> _Exercise goal_: Copy the listing below word for word, from its first line through the line containing "[[325, 220]]", including both of those lines. Leave out the pictures.

> _Records to process_:
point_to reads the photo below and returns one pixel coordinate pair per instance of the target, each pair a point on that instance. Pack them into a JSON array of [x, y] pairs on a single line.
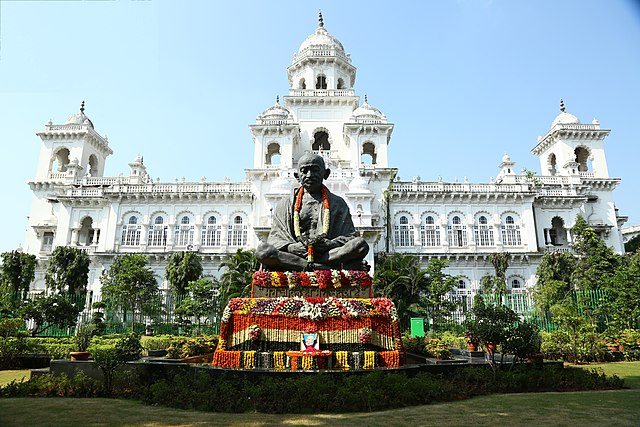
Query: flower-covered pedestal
[[352, 331]]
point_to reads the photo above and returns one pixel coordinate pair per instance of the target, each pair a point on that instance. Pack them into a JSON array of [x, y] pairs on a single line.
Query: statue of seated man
[[313, 230]]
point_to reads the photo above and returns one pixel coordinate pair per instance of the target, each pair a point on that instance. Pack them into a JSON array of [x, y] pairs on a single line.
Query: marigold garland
[[249, 359], [278, 360], [342, 360], [323, 279], [369, 360]]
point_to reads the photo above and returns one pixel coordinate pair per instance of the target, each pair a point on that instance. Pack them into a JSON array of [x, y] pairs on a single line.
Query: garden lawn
[[7, 376], [586, 409]]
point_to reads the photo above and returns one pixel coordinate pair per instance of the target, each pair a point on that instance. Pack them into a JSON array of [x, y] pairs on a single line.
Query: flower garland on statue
[[325, 220]]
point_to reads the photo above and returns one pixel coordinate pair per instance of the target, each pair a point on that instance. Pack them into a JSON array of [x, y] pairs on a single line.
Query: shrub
[[182, 347], [438, 348]]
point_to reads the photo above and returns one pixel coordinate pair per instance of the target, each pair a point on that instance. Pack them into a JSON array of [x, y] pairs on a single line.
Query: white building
[[75, 204]]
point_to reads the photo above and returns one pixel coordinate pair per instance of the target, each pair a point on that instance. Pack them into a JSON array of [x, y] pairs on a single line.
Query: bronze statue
[[314, 230]]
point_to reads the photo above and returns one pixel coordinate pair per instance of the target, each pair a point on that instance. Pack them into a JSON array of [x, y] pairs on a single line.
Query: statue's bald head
[[312, 158]]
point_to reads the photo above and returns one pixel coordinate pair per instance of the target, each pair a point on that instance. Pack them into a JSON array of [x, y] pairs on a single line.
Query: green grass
[[7, 376], [586, 409]]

> _Answer below_:
point_to reads the photo below and returns one pixel coordinate pair per instance of the target, each pair a point on that instance. Pack them into a JSON array of [x, y] pairs on a single line.
Query: flower-covered pedestal
[[352, 331]]
point_to reads the photo above and returns one pixel coordinate pair per instance of the target, each pair a point on that instance. Pack them into a JSON array of [x, y] pairs on a single line.
Query: statue of seated man
[[313, 230]]
point_to reads the photo above and returns one pixel coordinate pair per instance of the target, each pair a point on that instance. Pack them into a JSON array of [x, y] pairs on a single line.
Query: marigold garland
[[249, 359], [278, 360], [342, 360], [323, 279], [369, 360]]
point_to reads the photo above and returns one pixel coordinate pair per instance of the target, each pair a point on that instance. Pack them into a JSON array of [x, y] pairs on a single line.
Query: garden lawn
[[7, 376], [586, 409]]
point_to reads the photo above and returns one pixel coordinate pair per instance of the target, each pair a point on that instance. Pack them into a JSON array of [x, y] pairs on a single line.
Query: flower garland on statue
[[325, 220]]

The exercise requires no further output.